##### Excerpted data
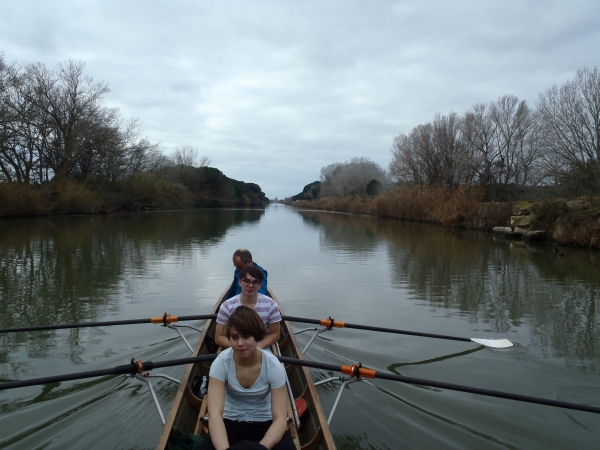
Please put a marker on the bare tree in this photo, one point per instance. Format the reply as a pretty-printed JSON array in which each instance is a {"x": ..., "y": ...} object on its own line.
[
  {"x": 73, "y": 101},
  {"x": 433, "y": 154},
  {"x": 351, "y": 178},
  {"x": 571, "y": 121}
]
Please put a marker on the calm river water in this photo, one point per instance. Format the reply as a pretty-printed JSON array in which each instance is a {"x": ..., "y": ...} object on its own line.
[{"x": 356, "y": 269}]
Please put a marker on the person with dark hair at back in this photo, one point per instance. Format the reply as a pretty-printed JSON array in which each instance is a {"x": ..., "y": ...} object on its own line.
[
  {"x": 241, "y": 259},
  {"x": 247, "y": 397},
  {"x": 250, "y": 282}
]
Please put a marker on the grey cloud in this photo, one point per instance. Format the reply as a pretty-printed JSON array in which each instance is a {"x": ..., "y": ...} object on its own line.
[{"x": 271, "y": 91}]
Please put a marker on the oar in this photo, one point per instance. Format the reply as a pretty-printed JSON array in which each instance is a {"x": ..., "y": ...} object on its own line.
[
  {"x": 164, "y": 319},
  {"x": 354, "y": 371},
  {"x": 358, "y": 371},
  {"x": 330, "y": 323},
  {"x": 133, "y": 368}
]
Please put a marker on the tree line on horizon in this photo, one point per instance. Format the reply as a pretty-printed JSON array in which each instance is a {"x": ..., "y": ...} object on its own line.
[
  {"x": 58, "y": 135},
  {"x": 505, "y": 147}
]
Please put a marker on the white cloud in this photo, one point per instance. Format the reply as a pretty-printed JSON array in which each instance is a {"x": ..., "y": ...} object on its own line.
[{"x": 271, "y": 91}]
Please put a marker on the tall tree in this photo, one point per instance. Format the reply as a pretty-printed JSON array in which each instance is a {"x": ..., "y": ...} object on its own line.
[{"x": 571, "y": 121}]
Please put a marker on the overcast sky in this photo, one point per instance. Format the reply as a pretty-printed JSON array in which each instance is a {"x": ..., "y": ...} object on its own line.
[{"x": 271, "y": 91}]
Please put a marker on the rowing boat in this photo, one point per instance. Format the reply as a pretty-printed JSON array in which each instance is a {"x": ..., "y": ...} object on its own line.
[{"x": 308, "y": 424}]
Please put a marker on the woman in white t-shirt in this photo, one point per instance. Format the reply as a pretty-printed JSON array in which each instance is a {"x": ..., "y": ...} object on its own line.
[{"x": 247, "y": 397}]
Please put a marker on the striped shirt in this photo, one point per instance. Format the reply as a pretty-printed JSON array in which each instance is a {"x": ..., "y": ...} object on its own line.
[{"x": 265, "y": 307}]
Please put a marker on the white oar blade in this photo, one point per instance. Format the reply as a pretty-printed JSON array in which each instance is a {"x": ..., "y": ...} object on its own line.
[{"x": 494, "y": 343}]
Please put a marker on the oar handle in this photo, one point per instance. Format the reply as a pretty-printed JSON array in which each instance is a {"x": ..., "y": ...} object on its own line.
[
  {"x": 370, "y": 373},
  {"x": 337, "y": 324},
  {"x": 134, "y": 367},
  {"x": 159, "y": 319}
]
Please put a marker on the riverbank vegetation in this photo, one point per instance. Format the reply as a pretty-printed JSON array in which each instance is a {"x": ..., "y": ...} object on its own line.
[
  {"x": 64, "y": 151},
  {"x": 572, "y": 222},
  {"x": 468, "y": 170}
]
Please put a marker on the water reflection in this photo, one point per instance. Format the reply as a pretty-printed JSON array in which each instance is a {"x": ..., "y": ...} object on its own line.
[
  {"x": 72, "y": 269},
  {"x": 499, "y": 285}
]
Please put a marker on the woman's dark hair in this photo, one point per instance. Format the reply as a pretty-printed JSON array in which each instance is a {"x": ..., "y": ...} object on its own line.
[
  {"x": 246, "y": 322},
  {"x": 254, "y": 272}
]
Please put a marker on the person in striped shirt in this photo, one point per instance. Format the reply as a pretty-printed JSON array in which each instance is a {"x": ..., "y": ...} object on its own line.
[{"x": 250, "y": 281}]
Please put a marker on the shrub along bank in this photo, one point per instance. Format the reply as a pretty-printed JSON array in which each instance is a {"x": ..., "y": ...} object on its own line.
[
  {"x": 574, "y": 222},
  {"x": 141, "y": 191}
]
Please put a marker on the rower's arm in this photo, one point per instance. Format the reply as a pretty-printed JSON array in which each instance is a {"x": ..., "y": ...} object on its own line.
[
  {"x": 216, "y": 406},
  {"x": 272, "y": 337},
  {"x": 275, "y": 432},
  {"x": 220, "y": 337}
]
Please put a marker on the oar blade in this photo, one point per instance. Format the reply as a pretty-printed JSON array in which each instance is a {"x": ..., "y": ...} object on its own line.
[{"x": 494, "y": 343}]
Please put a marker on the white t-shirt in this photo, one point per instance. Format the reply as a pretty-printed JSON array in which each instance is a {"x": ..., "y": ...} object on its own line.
[
  {"x": 265, "y": 307},
  {"x": 253, "y": 403}
]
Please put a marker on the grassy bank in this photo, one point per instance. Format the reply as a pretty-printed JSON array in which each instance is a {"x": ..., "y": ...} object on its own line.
[
  {"x": 574, "y": 222},
  {"x": 137, "y": 192}
]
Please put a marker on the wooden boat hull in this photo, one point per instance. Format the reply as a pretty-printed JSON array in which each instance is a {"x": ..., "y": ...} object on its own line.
[{"x": 313, "y": 433}]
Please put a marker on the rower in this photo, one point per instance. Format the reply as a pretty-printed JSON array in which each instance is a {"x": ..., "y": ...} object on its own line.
[{"x": 250, "y": 282}]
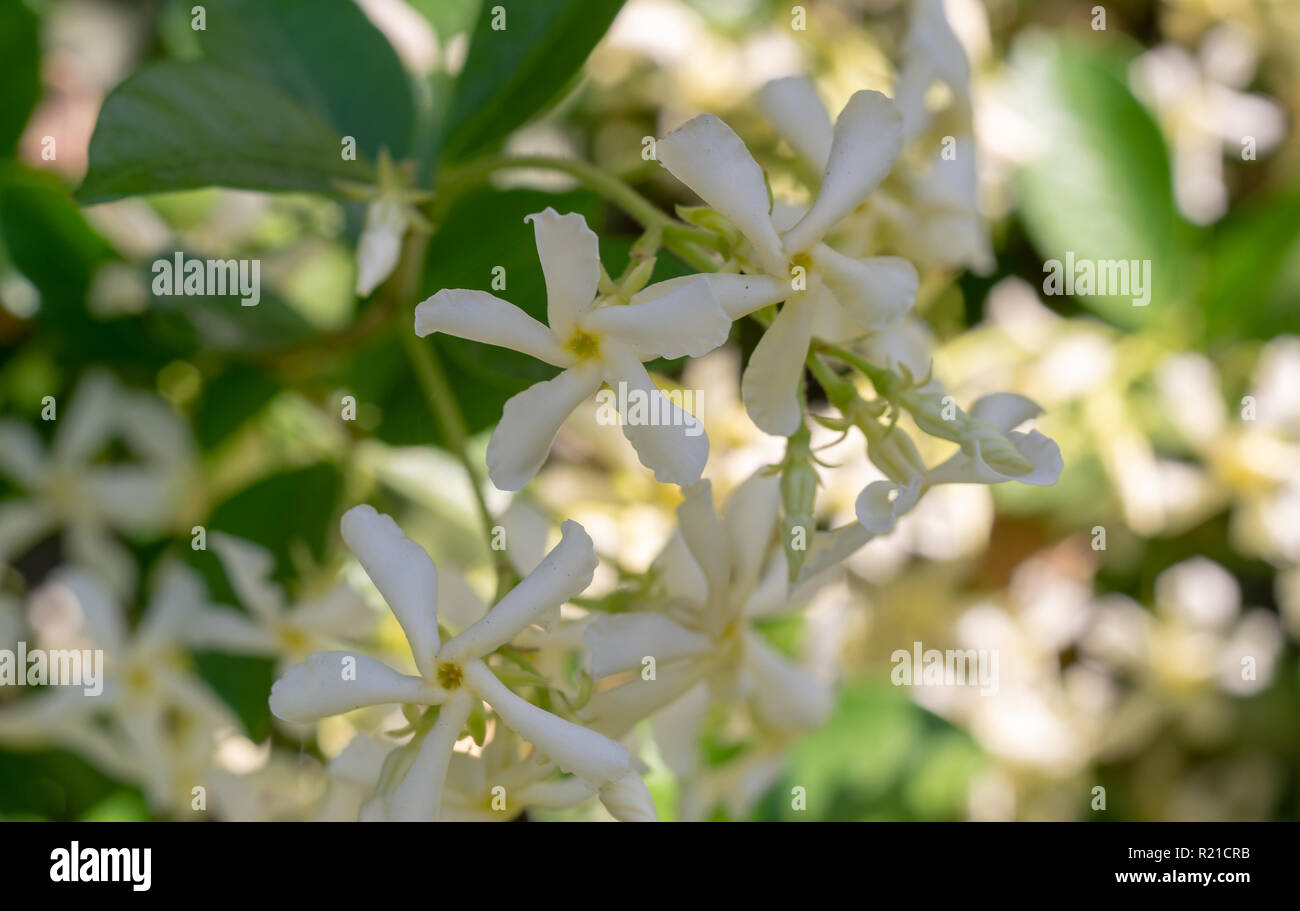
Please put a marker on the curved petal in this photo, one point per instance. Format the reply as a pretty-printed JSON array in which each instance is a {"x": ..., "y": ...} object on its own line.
[
  {"x": 875, "y": 291},
  {"x": 750, "y": 519},
  {"x": 671, "y": 441},
  {"x": 575, "y": 749},
  {"x": 1041, "y": 452},
  {"x": 1005, "y": 411},
  {"x": 620, "y": 642},
  {"x": 564, "y": 573},
  {"x": 248, "y": 567},
  {"x": 771, "y": 381},
  {"x": 417, "y": 798},
  {"x": 484, "y": 317},
  {"x": 402, "y": 572},
  {"x": 796, "y": 111},
  {"x": 784, "y": 695},
  {"x": 883, "y": 503},
  {"x": 571, "y": 263},
  {"x": 867, "y": 139},
  {"x": 529, "y": 423},
  {"x": 687, "y": 321},
  {"x": 709, "y": 157},
  {"x": 739, "y": 295},
  {"x": 332, "y": 682},
  {"x": 21, "y": 454}
]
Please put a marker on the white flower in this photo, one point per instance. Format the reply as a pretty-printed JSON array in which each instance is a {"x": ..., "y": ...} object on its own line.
[
  {"x": 68, "y": 489},
  {"x": 453, "y": 675},
  {"x": 272, "y": 627},
  {"x": 594, "y": 342},
  {"x": 819, "y": 285},
  {"x": 722, "y": 573}
]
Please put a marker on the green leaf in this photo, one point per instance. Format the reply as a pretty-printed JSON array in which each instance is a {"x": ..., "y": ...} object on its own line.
[
  {"x": 20, "y": 48},
  {"x": 187, "y": 125},
  {"x": 512, "y": 73},
  {"x": 1100, "y": 183},
  {"x": 1255, "y": 272},
  {"x": 326, "y": 56}
]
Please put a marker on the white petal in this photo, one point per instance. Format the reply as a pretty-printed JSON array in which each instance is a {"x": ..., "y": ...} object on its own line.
[
  {"x": 675, "y": 446},
  {"x": 687, "y": 321},
  {"x": 250, "y": 567},
  {"x": 1005, "y": 411},
  {"x": 709, "y": 157},
  {"x": 796, "y": 111},
  {"x": 402, "y": 572},
  {"x": 875, "y": 291},
  {"x": 419, "y": 795},
  {"x": 623, "y": 641},
  {"x": 628, "y": 799},
  {"x": 771, "y": 381},
  {"x": 575, "y": 749},
  {"x": 883, "y": 503},
  {"x": 785, "y": 694},
  {"x": 529, "y": 423},
  {"x": 484, "y": 317},
  {"x": 380, "y": 246},
  {"x": 564, "y": 573},
  {"x": 21, "y": 454},
  {"x": 752, "y": 516},
  {"x": 571, "y": 263},
  {"x": 737, "y": 295},
  {"x": 867, "y": 139},
  {"x": 1043, "y": 454},
  {"x": 332, "y": 682}
]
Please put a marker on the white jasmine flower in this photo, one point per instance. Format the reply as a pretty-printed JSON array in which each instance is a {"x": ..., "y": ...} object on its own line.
[
  {"x": 70, "y": 490},
  {"x": 272, "y": 627},
  {"x": 594, "y": 342},
  {"x": 720, "y": 573},
  {"x": 454, "y": 675},
  {"x": 818, "y": 283}
]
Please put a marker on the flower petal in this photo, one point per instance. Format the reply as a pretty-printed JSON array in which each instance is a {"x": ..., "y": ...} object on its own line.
[
  {"x": 674, "y": 446},
  {"x": 529, "y": 423},
  {"x": 785, "y": 694},
  {"x": 737, "y": 295},
  {"x": 575, "y": 749},
  {"x": 620, "y": 642},
  {"x": 771, "y": 381},
  {"x": 571, "y": 263},
  {"x": 883, "y": 503},
  {"x": 484, "y": 317},
  {"x": 709, "y": 157},
  {"x": 332, "y": 682},
  {"x": 867, "y": 139},
  {"x": 687, "y": 321},
  {"x": 794, "y": 108},
  {"x": 402, "y": 572},
  {"x": 250, "y": 568},
  {"x": 564, "y": 573},
  {"x": 875, "y": 291}
]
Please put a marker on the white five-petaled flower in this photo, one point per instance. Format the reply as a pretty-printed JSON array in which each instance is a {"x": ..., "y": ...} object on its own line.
[
  {"x": 822, "y": 287},
  {"x": 594, "y": 342},
  {"x": 722, "y": 572},
  {"x": 454, "y": 675},
  {"x": 69, "y": 490}
]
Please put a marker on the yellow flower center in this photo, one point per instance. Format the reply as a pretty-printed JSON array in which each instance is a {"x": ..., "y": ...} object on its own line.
[
  {"x": 450, "y": 675},
  {"x": 586, "y": 347}
]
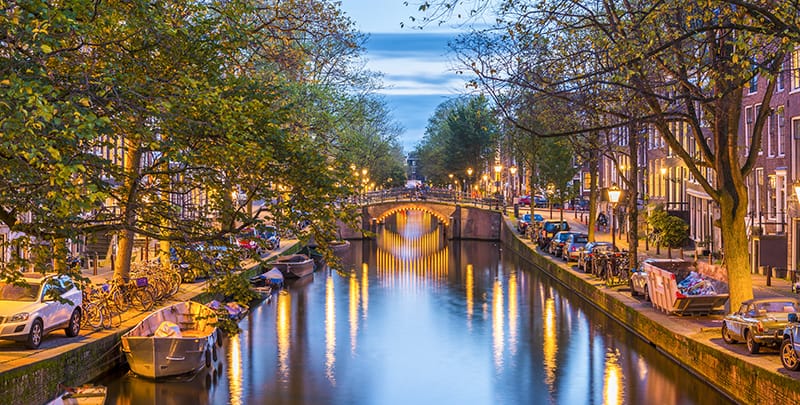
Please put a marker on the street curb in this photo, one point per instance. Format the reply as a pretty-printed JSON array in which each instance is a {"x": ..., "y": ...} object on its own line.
[{"x": 738, "y": 379}]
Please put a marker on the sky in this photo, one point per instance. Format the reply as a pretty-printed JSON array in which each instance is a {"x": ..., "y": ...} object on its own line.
[{"x": 418, "y": 73}]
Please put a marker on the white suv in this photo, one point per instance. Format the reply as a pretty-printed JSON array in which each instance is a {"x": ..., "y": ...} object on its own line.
[{"x": 38, "y": 304}]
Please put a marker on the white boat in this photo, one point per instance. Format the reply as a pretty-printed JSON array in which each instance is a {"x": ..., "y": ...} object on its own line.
[
  {"x": 81, "y": 395},
  {"x": 174, "y": 340},
  {"x": 295, "y": 266}
]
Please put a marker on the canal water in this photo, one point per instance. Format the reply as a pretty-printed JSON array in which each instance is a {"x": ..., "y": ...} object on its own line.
[{"x": 413, "y": 318}]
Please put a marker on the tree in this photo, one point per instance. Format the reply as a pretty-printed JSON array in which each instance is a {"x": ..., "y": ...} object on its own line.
[
  {"x": 114, "y": 111},
  {"x": 687, "y": 64}
]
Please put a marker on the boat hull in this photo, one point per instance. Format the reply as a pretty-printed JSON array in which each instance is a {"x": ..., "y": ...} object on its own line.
[
  {"x": 295, "y": 267},
  {"x": 153, "y": 356}
]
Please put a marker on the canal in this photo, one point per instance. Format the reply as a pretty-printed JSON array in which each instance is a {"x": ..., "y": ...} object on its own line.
[{"x": 415, "y": 319}]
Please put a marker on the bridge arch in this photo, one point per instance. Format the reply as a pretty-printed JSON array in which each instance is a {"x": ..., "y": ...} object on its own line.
[
  {"x": 462, "y": 221},
  {"x": 442, "y": 215}
]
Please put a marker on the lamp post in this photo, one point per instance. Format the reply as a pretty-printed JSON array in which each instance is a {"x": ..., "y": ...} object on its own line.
[
  {"x": 469, "y": 179},
  {"x": 497, "y": 169},
  {"x": 613, "y": 196},
  {"x": 513, "y": 171},
  {"x": 796, "y": 187}
]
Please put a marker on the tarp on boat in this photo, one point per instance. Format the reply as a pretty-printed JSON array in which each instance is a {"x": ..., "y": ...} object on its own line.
[
  {"x": 168, "y": 329},
  {"x": 274, "y": 275}
]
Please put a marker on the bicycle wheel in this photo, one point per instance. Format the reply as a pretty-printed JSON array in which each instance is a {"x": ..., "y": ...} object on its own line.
[
  {"x": 174, "y": 282},
  {"x": 114, "y": 318},
  {"x": 143, "y": 299},
  {"x": 92, "y": 316}
]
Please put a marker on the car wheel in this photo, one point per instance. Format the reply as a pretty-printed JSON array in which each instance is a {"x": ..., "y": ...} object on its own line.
[
  {"x": 727, "y": 336},
  {"x": 789, "y": 356},
  {"x": 74, "y": 327},
  {"x": 35, "y": 335},
  {"x": 752, "y": 346}
]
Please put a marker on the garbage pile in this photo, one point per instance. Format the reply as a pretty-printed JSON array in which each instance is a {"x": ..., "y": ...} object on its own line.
[{"x": 696, "y": 284}]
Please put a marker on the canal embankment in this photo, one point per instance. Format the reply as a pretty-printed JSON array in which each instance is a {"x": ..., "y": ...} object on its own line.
[
  {"x": 692, "y": 341},
  {"x": 34, "y": 376}
]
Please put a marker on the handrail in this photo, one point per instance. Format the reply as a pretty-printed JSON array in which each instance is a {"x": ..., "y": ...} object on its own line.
[{"x": 442, "y": 196}]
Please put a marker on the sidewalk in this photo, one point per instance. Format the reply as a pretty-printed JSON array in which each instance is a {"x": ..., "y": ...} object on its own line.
[
  {"x": 705, "y": 330},
  {"x": 778, "y": 287},
  {"x": 14, "y": 355}
]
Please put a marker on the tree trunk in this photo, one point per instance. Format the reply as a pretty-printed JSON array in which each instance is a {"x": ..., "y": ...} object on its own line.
[
  {"x": 593, "y": 170},
  {"x": 734, "y": 241},
  {"x": 60, "y": 255},
  {"x": 163, "y": 254},
  {"x": 633, "y": 196},
  {"x": 133, "y": 157}
]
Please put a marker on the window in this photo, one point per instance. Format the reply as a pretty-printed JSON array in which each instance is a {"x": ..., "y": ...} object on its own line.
[
  {"x": 780, "y": 135},
  {"x": 748, "y": 125},
  {"x": 770, "y": 135},
  {"x": 760, "y": 145},
  {"x": 753, "y": 85},
  {"x": 795, "y": 70}
]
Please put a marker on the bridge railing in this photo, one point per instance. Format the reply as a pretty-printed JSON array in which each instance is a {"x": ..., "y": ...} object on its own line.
[{"x": 435, "y": 195}]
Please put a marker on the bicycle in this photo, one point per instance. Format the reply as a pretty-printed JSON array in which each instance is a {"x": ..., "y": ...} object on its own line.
[
  {"x": 126, "y": 292},
  {"x": 617, "y": 269}
]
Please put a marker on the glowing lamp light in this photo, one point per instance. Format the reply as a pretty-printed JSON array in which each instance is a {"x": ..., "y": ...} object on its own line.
[
  {"x": 796, "y": 186},
  {"x": 614, "y": 193}
]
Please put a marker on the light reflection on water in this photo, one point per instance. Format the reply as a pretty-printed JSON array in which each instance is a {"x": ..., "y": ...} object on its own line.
##########
-- Goal of the exercise --
Print exactly the lines from the one with "Please put a marker on the handrail" through the end of the data, inclusive.

-- Written response --
Please put a marker on the handrail in this photo, one point per instance. Format the reply as a pretty-printed JSON array in which each instance is a {"x": ..., "y": ...} object on its own line.
[{"x": 442, "y": 196}]
Please put a marker on the sidewalk in this photo, one point per instance. Format the reply as a pretty-printed JSON array in which each instance is a {"x": ..., "y": ...} object on its own line.
[
  {"x": 705, "y": 330},
  {"x": 778, "y": 287},
  {"x": 14, "y": 355}
]
Please put a marker on the tree trunk in this photo, one point per instance. Format the reply as a pretty-printed JSON array in which each instance is a {"x": ..., "y": ...} object on its own line.
[
  {"x": 593, "y": 170},
  {"x": 734, "y": 241},
  {"x": 60, "y": 255},
  {"x": 163, "y": 254},
  {"x": 633, "y": 196},
  {"x": 133, "y": 157}
]
Please put a marker on the window in this photo, one point per instance. Format the reply as a pretty-printed JSON array in which each instance is a {"x": ..., "y": ...} object on its own line.
[
  {"x": 780, "y": 135},
  {"x": 748, "y": 125},
  {"x": 770, "y": 135},
  {"x": 760, "y": 145},
  {"x": 753, "y": 85},
  {"x": 795, "y": 70}
]
Please put a marker on the bridge railing in this photo, one point per instance. Format the reply as a pretty-printed JSON array in which each instance is a {"x": ..., "y": ...} object on its own line.
[{"x": 435, "y": 195}]
Please put a marker on the bicycle in this photo, one point per instance. Format the reply as a pretty-printed JSON array in which each instance is a {"x": ..., "y": ...} object on its own line.
[
  {"x": 126, "y": 292},
  {"x": 617, "y": 269}
]
Please put a marker on the glowing lamp light in this photo, one point per instance. Format the reply as a pretty-printed JSON array in which each instance is a {"x": ..., "y": ...} object on its own line.
[
  {"x": 796, "y": 186},
  {"x": 614, "y": 193}
]
Please put a marker on the light reflection on water in this photo, one point per instance. Format the reply as a pretty-printed JSON array in which each instance is a {"x": ..., "y": ...} object on its own line.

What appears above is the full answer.